- EXTRACT
Study Suggests Climate Change, Human Activity, and Fire Contributed to the Demise of Ice Age Animals
Large-scale wildfires, possibly started by humans, in an ecosystem made fire-prone by climate change caused the disappearance of saber-toothed cats, dire wolves and other large mammals in Southern California nearly 13,000 years ago.
That’s the conclusion from a new study by a team of researchers led by La Brea Tar Pits scientists and including a University of Oregon professor and postdoctoral researcher.
Published in the journal Science, the peer-reviewed study breaks new ground in a decades-long scientific debate over what triggered the Earth’s last major extinction event. Supported by the precise dating of fossils preserved at La Brea Tar Pits, the research advances understanding of the dynamics between dramatic environmental change, human population growth, wildfire activity, and the abrupt disappearance of the large Ice Age animals known as megafauna.
“The significance of this research will resonate for decades well beyond the scientific field,” said Lori Bettison-Varga, president and director of the Natural History Museums of Los Angeles County.

- SUPPLIED RECORDS
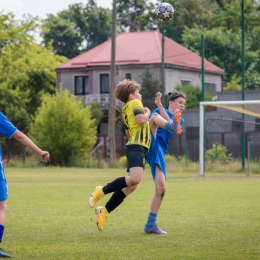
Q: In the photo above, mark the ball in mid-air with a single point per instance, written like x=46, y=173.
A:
x=164, y=12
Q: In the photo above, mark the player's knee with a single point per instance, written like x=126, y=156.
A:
x=132, y=188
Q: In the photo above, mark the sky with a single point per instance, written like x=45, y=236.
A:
x=44, y=7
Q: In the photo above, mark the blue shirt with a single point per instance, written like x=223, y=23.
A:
x=162, y=134
x=7, y=129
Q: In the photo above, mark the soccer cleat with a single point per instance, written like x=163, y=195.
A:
x=154, y=230
x=95, y=196
x=3, y=254
x=102, y=216
x=177, y=122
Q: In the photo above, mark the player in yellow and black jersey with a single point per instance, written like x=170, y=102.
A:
x=138, y=134
x=135, y=118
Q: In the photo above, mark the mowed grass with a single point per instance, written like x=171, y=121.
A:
x=212, y=217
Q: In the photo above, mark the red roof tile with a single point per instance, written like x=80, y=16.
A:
x=140, y=48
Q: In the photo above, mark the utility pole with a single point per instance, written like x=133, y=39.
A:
x=111, y=113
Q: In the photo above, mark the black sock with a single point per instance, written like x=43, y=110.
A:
x=116, y=199
x=117, y=184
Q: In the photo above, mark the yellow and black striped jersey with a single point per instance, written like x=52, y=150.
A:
x=139, y=134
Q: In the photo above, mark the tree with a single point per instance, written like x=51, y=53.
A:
x=149, y=88
x=77, y=29
x=27, y=69
x=64, y=127
x=135, y=15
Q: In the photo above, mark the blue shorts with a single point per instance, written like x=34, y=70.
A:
x=135, y=155
x=3, y=190
x=156, y=156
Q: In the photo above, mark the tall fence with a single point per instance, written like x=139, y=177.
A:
x=186, y=145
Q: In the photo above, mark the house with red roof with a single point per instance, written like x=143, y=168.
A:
x=87, y=75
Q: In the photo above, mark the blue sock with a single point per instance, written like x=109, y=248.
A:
x=2, y=228
x=151, y=219
x=169, y=127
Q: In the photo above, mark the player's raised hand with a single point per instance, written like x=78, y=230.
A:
x=157, y=99
x=44, y=156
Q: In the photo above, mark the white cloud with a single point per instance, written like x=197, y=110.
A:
x=9, y=5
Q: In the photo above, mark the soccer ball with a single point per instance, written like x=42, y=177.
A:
x=164, y=12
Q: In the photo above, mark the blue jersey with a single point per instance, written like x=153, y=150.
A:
x=7, y=129
x=159, y=146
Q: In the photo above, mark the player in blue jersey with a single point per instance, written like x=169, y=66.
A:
x=158, y=149
x=9, y=130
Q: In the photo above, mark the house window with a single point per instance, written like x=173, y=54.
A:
x=128, y=76
x=192, y=132
x=81, y=85
x=257, y=126
x=185, y=82
x=104, y=84
x=210, y=88
x=236, y=125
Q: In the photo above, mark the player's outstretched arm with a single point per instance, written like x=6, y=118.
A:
x=158, y=103
x=26, y=141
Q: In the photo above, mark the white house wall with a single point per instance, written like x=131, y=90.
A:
x=173, y=77
x=67, y=79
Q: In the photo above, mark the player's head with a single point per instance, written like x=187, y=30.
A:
x=176, y=100
x=127, y=90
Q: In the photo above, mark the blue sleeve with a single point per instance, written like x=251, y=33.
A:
x=6, y=127
x=155, y=111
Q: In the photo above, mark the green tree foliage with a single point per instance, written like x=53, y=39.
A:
x=27, y=69
x=63, y=126
x=229, y=15
x=193, y=95
x=149, y=88
x=218, y=153
x=77, y=29
x=135, y=15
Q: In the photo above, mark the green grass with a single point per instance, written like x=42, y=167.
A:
x=212, y=217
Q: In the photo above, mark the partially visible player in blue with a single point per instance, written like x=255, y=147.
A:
x=158, y=149
x=9, y=130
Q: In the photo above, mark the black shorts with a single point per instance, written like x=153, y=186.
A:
x=135, y=155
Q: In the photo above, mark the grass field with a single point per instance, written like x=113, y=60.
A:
x=213, y=217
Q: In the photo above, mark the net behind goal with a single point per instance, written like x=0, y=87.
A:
x=233, y=124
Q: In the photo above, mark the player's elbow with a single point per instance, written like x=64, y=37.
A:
x=141, y=119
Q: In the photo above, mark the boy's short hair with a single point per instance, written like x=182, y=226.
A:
x=173, y=95
x=125, y=88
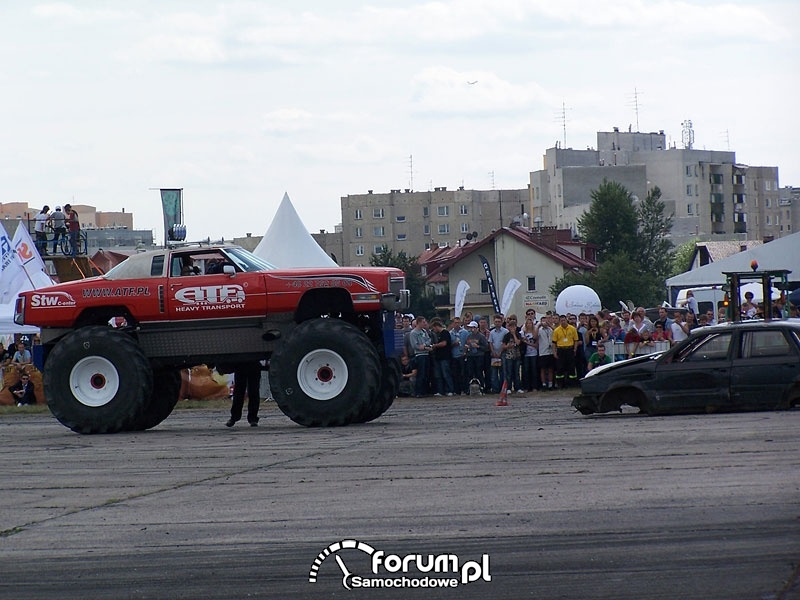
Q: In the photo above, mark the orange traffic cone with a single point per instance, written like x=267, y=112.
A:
x=503, y=400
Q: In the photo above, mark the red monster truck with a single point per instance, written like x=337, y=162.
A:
x=115, y=344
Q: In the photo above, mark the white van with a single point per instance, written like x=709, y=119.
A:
x=708, y=298
x=713, y=296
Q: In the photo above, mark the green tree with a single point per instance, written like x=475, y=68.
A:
x=618, y=278
x=655, y=251
x=420, y=302
x=611, y=222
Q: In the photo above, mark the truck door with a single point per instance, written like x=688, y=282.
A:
x=197, y=290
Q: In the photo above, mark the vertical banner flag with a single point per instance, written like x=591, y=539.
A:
x=490, y=281
x=12, y=275
x=30, y=258
x=508, y=295
x=461, y=294
x=172, y=207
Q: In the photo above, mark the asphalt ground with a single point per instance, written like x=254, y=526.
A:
x=560, y=505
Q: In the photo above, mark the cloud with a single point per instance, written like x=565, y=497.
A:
x=70, y=14
x=360, y=149
x=446, y=91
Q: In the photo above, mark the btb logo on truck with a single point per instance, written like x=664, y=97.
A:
x=210, y=297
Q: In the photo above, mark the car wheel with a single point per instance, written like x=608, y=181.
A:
x=166, y=392
x=325, y=373
x=97, y=380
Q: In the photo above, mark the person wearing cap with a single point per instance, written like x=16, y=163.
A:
x=40, y=229
x=59, y=221
x=420, y=342
x=73, y=227
x=690, y=302
x=475, y=348
x=23, y=390
x=458, y=366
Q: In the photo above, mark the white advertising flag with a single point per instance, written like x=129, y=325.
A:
x=12, y=275
x=508, y=295
x=461, y=295
x=28, y=254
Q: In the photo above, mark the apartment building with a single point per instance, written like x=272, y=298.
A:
x=708, y=193
x=412, y=222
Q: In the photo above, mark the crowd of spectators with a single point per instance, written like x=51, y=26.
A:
x=540, y=353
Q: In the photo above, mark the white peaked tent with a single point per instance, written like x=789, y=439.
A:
x=287, y=242
x=783, y=253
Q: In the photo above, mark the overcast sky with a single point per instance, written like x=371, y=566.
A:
x=239, y=102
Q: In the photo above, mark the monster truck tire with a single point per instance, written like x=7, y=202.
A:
x=387, y=392
x=166, y=389
x=97, y=380
x=324, y=374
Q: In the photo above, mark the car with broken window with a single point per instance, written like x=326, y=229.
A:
x=748, y=365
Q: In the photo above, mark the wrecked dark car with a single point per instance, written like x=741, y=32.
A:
x=749, y=365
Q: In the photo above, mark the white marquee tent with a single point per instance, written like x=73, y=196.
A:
x=287, y=242
x=783, y=253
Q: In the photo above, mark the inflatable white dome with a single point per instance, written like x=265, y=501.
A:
x=577, y=299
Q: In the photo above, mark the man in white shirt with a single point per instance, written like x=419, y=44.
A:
x=690, y=302
x=680, y=330
x=40, y=229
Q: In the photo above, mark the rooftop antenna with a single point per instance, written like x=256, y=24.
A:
x=562, y=118
x=636, y=106
x=688, y=134
x=727, y=135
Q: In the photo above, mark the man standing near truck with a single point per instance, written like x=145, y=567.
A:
x=565, y=345
x=73, y=227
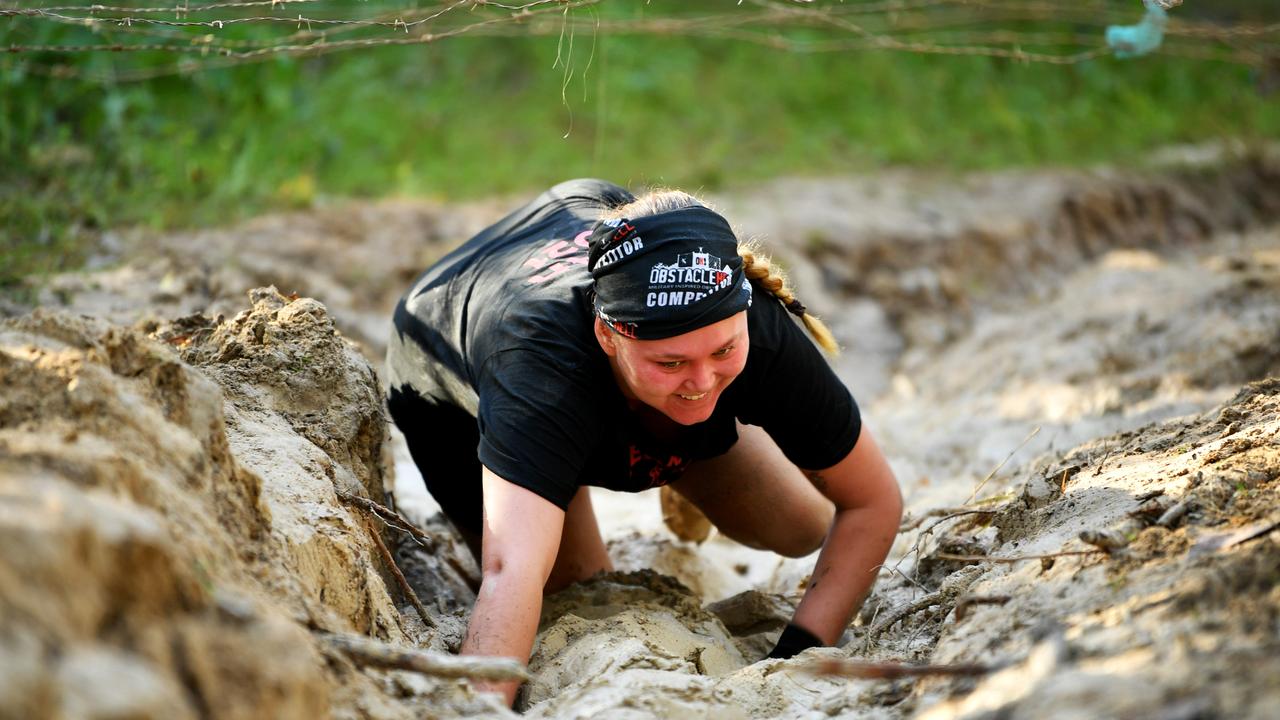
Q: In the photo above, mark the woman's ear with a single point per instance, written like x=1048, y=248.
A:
x=604, y=336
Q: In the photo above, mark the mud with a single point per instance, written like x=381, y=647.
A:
x=1075, y=365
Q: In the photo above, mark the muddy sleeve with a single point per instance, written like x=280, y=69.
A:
x=799, y=400
x=535, y=423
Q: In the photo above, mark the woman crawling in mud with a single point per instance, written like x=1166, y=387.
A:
x=592, y=338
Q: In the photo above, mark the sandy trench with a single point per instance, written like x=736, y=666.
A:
x=170, y=449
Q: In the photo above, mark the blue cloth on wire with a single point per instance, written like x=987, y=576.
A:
x=1133, y=41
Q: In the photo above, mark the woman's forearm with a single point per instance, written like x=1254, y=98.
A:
x=503, y=623
x=848, y=565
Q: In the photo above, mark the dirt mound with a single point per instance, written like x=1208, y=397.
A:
x=1179, y=616
x=1073, y=376
x=170, y=538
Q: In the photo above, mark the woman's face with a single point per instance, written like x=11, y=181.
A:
x=681, y=377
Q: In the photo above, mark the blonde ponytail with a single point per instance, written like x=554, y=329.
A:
x=755, y=265
x=762, y=273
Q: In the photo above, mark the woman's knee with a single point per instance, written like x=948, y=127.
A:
x=805, y=536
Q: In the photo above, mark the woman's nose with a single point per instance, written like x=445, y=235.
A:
x=702, y=377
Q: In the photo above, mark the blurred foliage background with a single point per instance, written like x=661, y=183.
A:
x=88, y=141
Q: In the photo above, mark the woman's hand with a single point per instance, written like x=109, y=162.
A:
x=868, y=513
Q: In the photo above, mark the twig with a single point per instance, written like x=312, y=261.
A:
x=955, y=584
x=992, y=473
x=1014, y=559
x=937, y=511
x=370, y=652
x=398, y=522
x=888, y=670
x=400, y=578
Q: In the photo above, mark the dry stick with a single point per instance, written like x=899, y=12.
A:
x=400, y=578
x=938, y=511
x=890, y=670
x=952, y=587
x=402, y=523
x=1014, y=559
x=969, y=600
x=370, y=652
x=991, y=474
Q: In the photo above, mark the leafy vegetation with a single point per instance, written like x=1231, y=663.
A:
x=476, y=115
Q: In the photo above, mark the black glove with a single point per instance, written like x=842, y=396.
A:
x=794, y=641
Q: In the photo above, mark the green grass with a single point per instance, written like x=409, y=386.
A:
x=472, y=117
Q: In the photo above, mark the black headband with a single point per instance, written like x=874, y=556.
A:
x=666, y=274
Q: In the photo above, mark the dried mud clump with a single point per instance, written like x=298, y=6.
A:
x=170, y=540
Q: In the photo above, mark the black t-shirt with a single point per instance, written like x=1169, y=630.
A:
x=503, y=328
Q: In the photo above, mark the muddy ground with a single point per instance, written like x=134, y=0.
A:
x=1077, y=378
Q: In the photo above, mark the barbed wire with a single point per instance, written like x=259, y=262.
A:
x=236, y=32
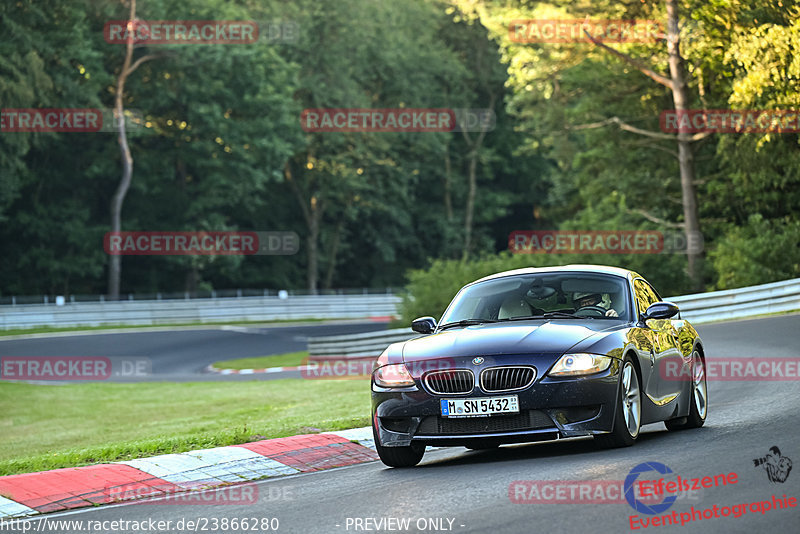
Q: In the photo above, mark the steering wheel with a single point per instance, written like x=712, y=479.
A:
x=592, y=311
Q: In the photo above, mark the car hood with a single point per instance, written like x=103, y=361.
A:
x=529, y=337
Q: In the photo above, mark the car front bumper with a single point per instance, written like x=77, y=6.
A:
x=551, y=408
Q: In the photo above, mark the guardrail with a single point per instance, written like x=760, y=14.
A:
x=159, y=312
x=740, y=303
x=699, y=308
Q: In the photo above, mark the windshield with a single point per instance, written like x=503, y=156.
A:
x=519, y=297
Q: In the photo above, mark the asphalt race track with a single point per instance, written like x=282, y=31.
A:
x=455, y=490
x=183, y=355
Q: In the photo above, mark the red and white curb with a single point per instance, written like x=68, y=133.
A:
x=216, y=370
x=61, y=489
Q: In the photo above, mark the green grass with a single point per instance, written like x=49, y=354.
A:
x=48, y=427
x=52, y=329
x=289, y=359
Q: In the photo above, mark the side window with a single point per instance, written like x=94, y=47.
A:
x=654, y=292
x=645, y=296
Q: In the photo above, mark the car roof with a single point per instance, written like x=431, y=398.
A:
x=575, y=268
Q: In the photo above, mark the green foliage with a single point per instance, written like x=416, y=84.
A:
x=221, y=130
x=739, y=258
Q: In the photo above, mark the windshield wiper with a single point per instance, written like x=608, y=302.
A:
x=466, y=322
x=548, y=315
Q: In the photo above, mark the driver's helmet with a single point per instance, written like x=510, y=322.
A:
x=583, y=299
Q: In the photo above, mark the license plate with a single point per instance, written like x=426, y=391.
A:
x=480, y=406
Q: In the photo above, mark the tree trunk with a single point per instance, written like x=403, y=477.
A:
x=334, y=250
x=115, y=261
x=685, y=157
x=470, y=208
x=448, y=200
x=312, y=214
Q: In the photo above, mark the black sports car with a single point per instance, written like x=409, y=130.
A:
x=540, y=354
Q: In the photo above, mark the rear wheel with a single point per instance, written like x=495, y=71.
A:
x=408, y=456
x=699, y=405
x=628, y=414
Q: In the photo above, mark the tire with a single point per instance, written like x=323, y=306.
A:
x=698, y=409
x=628, y=411
x=399, y=456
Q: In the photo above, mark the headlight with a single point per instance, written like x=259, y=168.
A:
x=580, y=364
x=392, y=376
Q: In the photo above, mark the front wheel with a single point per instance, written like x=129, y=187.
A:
x=408, y=456
x=628, y=414
x=699, y=404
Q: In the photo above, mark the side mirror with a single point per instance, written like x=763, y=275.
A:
x=661, y=310
x=424, y=325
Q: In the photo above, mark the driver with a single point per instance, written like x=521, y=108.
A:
x=583, y=300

- ASSIGNED TASK
Copy the part of the article about the Ice Age extinctions between "Published in the" and "Los Angeles County.", inclusive.

- SOLVED PROBLEM
Published in the journal Science, the peer-reviewed study breaks new ground in a decades-long scientific debate over what triggered the Earth’s last major extinction event. Supported by the precise dating of fossils preserved at La Brea Tar Pits, the research advances understanding of the dynamics between dramatic environmental change, human population growth, wildfire activity, and the abrupt disappearance of the large Ice Age animals known as megafauna.
“The significance of this research will resonate for decades well beyond the scientific field,” said Lori Bettison-Varga, president and director of the Natural History Museums of Los Angeles County.